→ Document passage:
§

Quack Is The New Black
The UK homeopathy bodies are continuing their use of PR to try to raise the profile of their magic medicine rather than offer actual evidence and rational debate.
At last week’s National Television Awards, Hot Gossip founder, Arlene Phillips wore what was described as a ‘homeopathic dress’. This is somewhat less exciting than you might at first think. You would be excused for thinking a homeopathic dress would make the Emperor’s New Clothes look positively leaden and frumpy. However, this dress contained real ingredients unlike homeopathic medicine.
Arlene explained on the red carpet that she was promoting homeopathy and the dress was covered in flowers used in the rituals to make some remedies. The press release from 4Homeopathy, the industry lobbying said group, said the dress Arlene was ‘wearing a “living” dress decorated with real flowers that are all used for homeopathic remedies, including Clematis, Hydrangea and others.’ A few papers picked up the story: the Daily Mail said Arlene looked ‘rather like she’d ransacked an eight-year-old’s wardrobe’.
It is quite understandable that the homeopaths chose flower remedies even though flowers make up a small proportion of the total substances used in homeopathic rituals. Looking at Ainsworths website, the UK leading homeopathic pharmacy, we can see remedies made using fossils, salamanders, dandruff, rats blood, hoover dust, brillo pads, exhaust fumes, plaice, twiglets, gin, shipwreck, goldfish, mustard gas and mobile phone radiation. That dress could have been far more interesting.
Flower remedies have always done well for homeopaths. They of course have a natural appeal. Dr Bach’s Flower Remedies are one of the most well known homeopathic variant on sales. Bach also developed a line of what he called Bowel Nosodes, derived from the gut flora. You have to search harder to find Bach Shit Remedies on your High Street.

§

→ Given records:

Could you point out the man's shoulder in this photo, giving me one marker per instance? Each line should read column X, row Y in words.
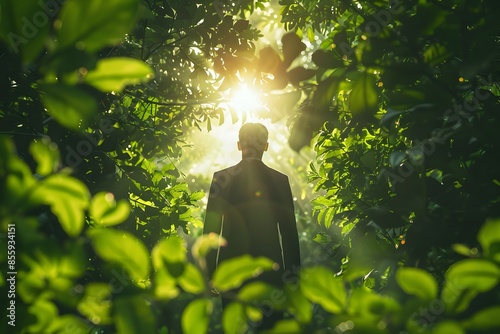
column 276, row 173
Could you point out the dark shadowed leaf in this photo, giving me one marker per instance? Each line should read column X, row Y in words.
column 133, row 314
column 292, row 47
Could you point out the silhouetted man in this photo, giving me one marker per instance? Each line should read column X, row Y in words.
column 251, row 206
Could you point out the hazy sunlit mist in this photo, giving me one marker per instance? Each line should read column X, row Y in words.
column 245, row 100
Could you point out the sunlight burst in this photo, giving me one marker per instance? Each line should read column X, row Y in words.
column 245, row 101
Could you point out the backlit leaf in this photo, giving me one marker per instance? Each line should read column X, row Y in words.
column 363, row 98
column 133, row 314
column 191, row 279
column 69, row 105
column 113, row 74
column 196, row 316
column 105, row 211
column 321, row 286
column 122, row 248
column 234, row 319
column 233, row 272
column 417, row 282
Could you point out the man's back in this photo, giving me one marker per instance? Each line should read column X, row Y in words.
column 254, row 205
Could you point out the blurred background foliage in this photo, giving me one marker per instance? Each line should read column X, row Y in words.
column 386, row 115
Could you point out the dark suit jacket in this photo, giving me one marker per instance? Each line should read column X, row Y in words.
column 252, row 206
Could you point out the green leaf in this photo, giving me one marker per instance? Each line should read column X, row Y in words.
column 323, row 96
column 489, row 238
column 67, row 197
column 69, row 105
column 96, row 302
column 256, row 291
column 465, row 279
column 417, row 282
column 298, row 304
column 94, row 24
column 326, row 59
column 363, row 98
column 289, row 326
column 196, row 316
column 165, row 285
column 233, row 272
column 191, row 279
column 292, row 47
column 113, row 74
column 477, row 274
column 486, row 319
column 122, row 248
column 448, row 326
column 105, row 211
column 321, row 286
column 133, row 314
column 46, row 156
column 234, row 319
column 45, row 312
column 170, row 254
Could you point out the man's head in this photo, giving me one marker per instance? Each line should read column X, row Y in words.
column 253, row 140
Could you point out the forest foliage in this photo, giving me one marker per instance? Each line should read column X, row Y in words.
column 399, row 101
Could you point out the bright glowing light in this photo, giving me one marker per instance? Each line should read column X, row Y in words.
column 245, row 101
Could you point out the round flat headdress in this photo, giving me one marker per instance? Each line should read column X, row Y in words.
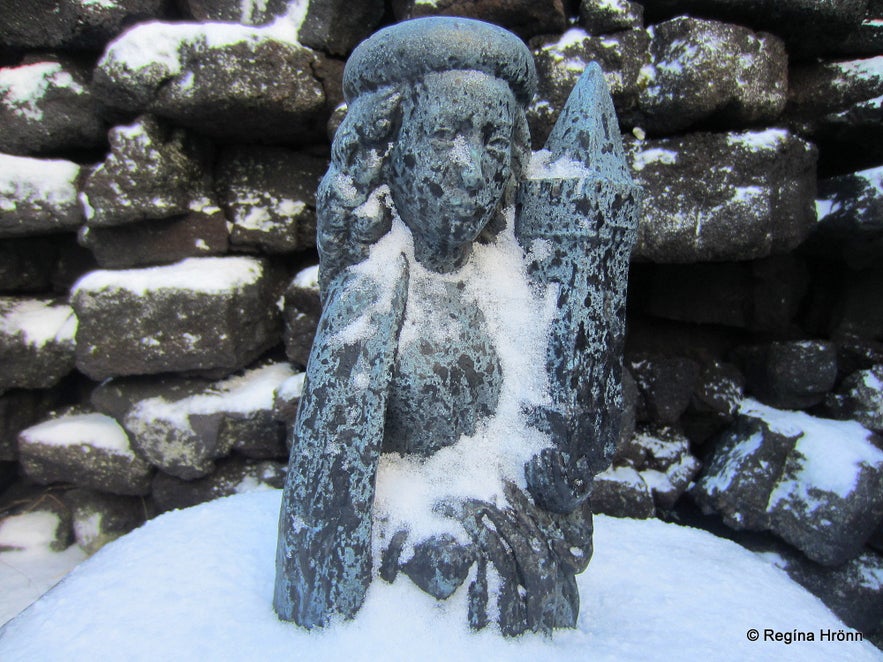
column 408, row 50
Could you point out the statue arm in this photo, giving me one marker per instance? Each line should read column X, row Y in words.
column 584, row 210
column 323, row 560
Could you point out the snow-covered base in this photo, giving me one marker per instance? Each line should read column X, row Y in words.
column 198, row 584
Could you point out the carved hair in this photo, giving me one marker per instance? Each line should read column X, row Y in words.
column 353, row 208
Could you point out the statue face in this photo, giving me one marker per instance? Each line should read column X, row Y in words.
column 452, row 162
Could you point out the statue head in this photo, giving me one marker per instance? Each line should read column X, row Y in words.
column 436, row 114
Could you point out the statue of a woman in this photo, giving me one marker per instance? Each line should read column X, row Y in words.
column 463, row 387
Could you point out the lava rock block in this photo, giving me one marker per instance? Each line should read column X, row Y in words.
column 792, row 374
column 101, row 518
column 200, row 233
column 228, row 81
column 87, row 449
column 622, row 492
column 233, row 476
column 525, row 18
column 152, row 171
column 816, row 484
column 47, row 106
column 38, row 196
column 72, row 23
column 200, row 314
column 860, row 398
column 602, row 16
column 705, row 70
column 337, row 26
column 184, row 429
column 560, row 62
column 666, row 384
column 850, row 212
column 301, row 311
column 713, row 197
column 269, row 194
column 37, row 346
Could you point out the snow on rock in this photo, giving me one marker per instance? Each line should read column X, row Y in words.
column 198, row 314
column 183, row 436
column 162, row 592
column 732, row 196
column 153, row 171
column 269, row 193
column 47, row 107
column 37, row 345
column 226, row 80
column 816, row 483
column 38, row 196
column 87, row 449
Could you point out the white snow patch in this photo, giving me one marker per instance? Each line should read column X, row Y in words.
column 210, row 275
column 39, row 322
column 165, row 593
column 95, row 430
column 47, row 181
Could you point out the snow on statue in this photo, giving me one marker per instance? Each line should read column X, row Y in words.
column 464, row 385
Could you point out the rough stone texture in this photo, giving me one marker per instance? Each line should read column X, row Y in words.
column 787, row 478
column 201, row 314
column 621, row 492
column 230, row 82
column 47, row 107
column 524, row 17
column 87, row 449
column 184, row 428
column 71, row 23
column 837, row 105
column 232, row 476
column 158, row 241
column 601, row 16
column 850, row 211
column 101, row 518
column 37, row 345
column 808, row 26
column 860, row 398
column 733, row 196
column 666, row 385
column 153, row 171
column 269, row 194
column 250, row 12
column 560, row 62
column 336, row 26
column 300, row 313
column 790, row 375
column 38, row 196
column 709, row 71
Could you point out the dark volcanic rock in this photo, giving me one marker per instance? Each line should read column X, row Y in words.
column 817, row 484
column 158, row 241
column 47, row 106
column 524, row 17
column 38, row 196
column 269, row 194
column 233, row 476
column 71, row 23
column 713, row 197
column 205, row 314
column 153, row 171
column 790, row 375
column 228, row 81
column 37, row 345
column 301, row 312
column 87, row 449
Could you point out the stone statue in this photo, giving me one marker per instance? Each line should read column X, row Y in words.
column 464, row 384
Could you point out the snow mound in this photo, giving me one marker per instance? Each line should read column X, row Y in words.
column 198, row 584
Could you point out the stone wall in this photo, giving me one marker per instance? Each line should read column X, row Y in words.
column 158, row 166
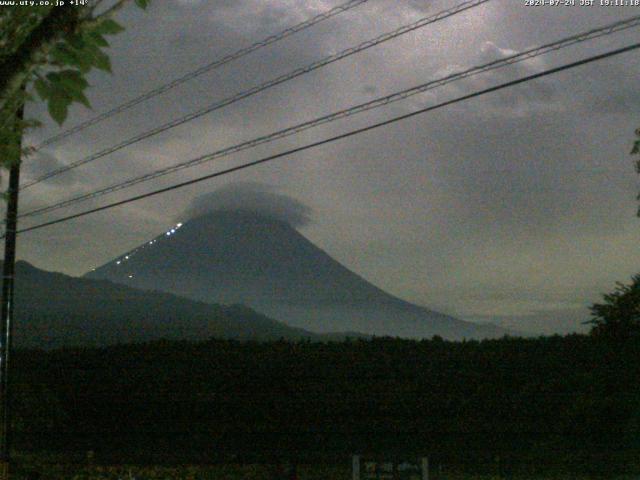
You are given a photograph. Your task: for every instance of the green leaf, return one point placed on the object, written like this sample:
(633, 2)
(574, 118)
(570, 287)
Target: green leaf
(98, 39)
(101, 61)
(109, 27)
(64, 55)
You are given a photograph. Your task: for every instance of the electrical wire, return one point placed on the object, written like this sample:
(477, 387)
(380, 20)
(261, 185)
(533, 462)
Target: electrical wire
(363, 107)
(342, 136)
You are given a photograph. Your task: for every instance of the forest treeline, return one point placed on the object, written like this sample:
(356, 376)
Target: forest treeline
(553, 402)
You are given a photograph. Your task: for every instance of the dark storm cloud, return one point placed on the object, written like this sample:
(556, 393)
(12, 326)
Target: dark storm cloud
(254, 198)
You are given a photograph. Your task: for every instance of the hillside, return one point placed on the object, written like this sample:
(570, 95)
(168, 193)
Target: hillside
(245, 257)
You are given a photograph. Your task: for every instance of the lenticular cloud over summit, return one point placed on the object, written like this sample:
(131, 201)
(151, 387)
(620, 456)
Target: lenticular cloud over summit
(251, 197)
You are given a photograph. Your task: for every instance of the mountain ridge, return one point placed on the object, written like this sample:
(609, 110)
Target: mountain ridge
(55, 310)
(237, 256)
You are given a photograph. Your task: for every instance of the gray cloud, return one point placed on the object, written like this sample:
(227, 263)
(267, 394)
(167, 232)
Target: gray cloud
(251, 197)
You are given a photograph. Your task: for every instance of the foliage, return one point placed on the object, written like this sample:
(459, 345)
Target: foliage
(53, 48)
(618, 316)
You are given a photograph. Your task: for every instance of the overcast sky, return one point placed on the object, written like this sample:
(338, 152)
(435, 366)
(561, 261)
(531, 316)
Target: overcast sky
(517, 207)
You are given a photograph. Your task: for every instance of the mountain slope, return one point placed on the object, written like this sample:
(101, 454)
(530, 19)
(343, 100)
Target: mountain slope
(238, 256)
(54, 310)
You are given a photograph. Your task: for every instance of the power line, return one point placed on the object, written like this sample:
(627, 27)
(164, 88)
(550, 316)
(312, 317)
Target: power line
(262, 87)
(338, 137)
(382, 101)
(204, 69)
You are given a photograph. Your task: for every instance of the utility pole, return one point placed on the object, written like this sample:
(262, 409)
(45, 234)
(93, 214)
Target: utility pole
(7, 308)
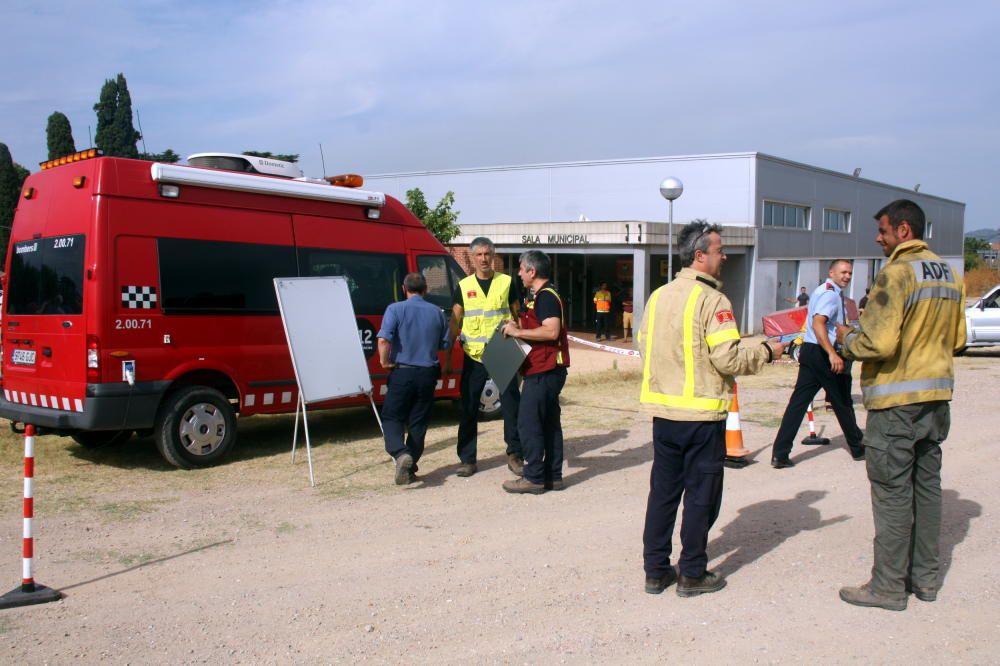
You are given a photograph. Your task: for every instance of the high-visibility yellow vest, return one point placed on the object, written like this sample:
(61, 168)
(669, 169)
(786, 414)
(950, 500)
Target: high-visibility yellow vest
(602, 299)
(912, 325)
(691, 350)
(483, 312)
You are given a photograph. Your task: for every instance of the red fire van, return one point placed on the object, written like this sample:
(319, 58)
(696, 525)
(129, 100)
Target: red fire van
(138, 296)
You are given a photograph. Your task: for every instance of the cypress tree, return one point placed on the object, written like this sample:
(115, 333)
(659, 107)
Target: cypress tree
(115, 133)
(59, 135)
(10, 189)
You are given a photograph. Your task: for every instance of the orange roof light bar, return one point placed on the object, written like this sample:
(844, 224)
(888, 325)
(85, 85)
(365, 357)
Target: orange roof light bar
(90, 153)
(346, 180)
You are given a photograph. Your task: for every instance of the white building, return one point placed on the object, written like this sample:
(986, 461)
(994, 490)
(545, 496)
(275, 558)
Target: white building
(606, 221)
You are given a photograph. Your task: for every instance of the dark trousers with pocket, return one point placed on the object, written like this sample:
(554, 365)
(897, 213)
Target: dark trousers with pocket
(474, 376)
(539, 422)
(602, 321)
(815, 372)
(903, 457)
(407, 409)
(688, 459)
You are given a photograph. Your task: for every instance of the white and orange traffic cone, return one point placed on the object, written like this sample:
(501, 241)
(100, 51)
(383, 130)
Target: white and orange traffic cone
(736, 453)
(813, 438)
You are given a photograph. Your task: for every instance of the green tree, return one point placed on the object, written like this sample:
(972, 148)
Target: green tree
(168, 156)
(59, 135)
(972, 245)
(284, 157)
(440, 220)
(115, 133)
(22, 174)
(10, 190)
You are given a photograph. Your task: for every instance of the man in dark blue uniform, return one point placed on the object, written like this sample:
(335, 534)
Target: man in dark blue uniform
(820, 365)
(412, 333)
(538, 421)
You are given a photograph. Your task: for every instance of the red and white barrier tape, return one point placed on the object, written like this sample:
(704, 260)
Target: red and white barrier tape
(27, 581)
(595, 345)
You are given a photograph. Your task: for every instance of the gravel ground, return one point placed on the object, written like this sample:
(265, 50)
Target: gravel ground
(453, 570)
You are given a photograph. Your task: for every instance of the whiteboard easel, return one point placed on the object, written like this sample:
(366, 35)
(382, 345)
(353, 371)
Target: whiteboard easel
(322, 336)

§

→ Work order A:
In the article on the homeopathic dress, why is Arlene Phillips's dress called less exciting than one might first think? Answer in one to three sentences.
→ Work order B:
Continue the article on the homeopathic dress from its last sentence.
The listing plays no part in the work here.

→ Answer section A:
One might expect a homeopathic dress to be so insubstantial that it would make the Emperor's New Clothes look heavy by comparison. This dress, however, contained real ingredients, unlike homeopathic medicine.

→ Answer section B:
It is a great shame that celebrities continue to put their names to such dubious causes. Ms Phillips may well believe that arnica has helped with bruising. Or that as she states she uses it “to aid digestion and to help keep her stomach healthy”. (Although I am not sure such a used could ever fit into what a true homeopath would recommend.) It’s not the bumps and bruises of choreography that we should be worried about when using useless remedies. It is what homeopaths are recommending when the press are not around. Even today I saw the British Homeopathic Association promoting their sugar pills for dangerous, life threatening conditions like heart failure. And the homeopaths funding the campaign group behind this stunt are still helping homeopaths go out to Africa and treat people with HIV, malaria and TB. This will kill people.
Promoting a ‘natural’ health product may appear innocent. But the British Advertising Code (CAP) is very clear on celebrities promoting health claims in advertising:
Marketers must not use health professionals or celebrities to endorse medicines (Rule 12.18). Endorsements by health professionals could be viewed by the public and the ASA as giving undue appeal to one product over another or as an exploitation of the credulity of the audience.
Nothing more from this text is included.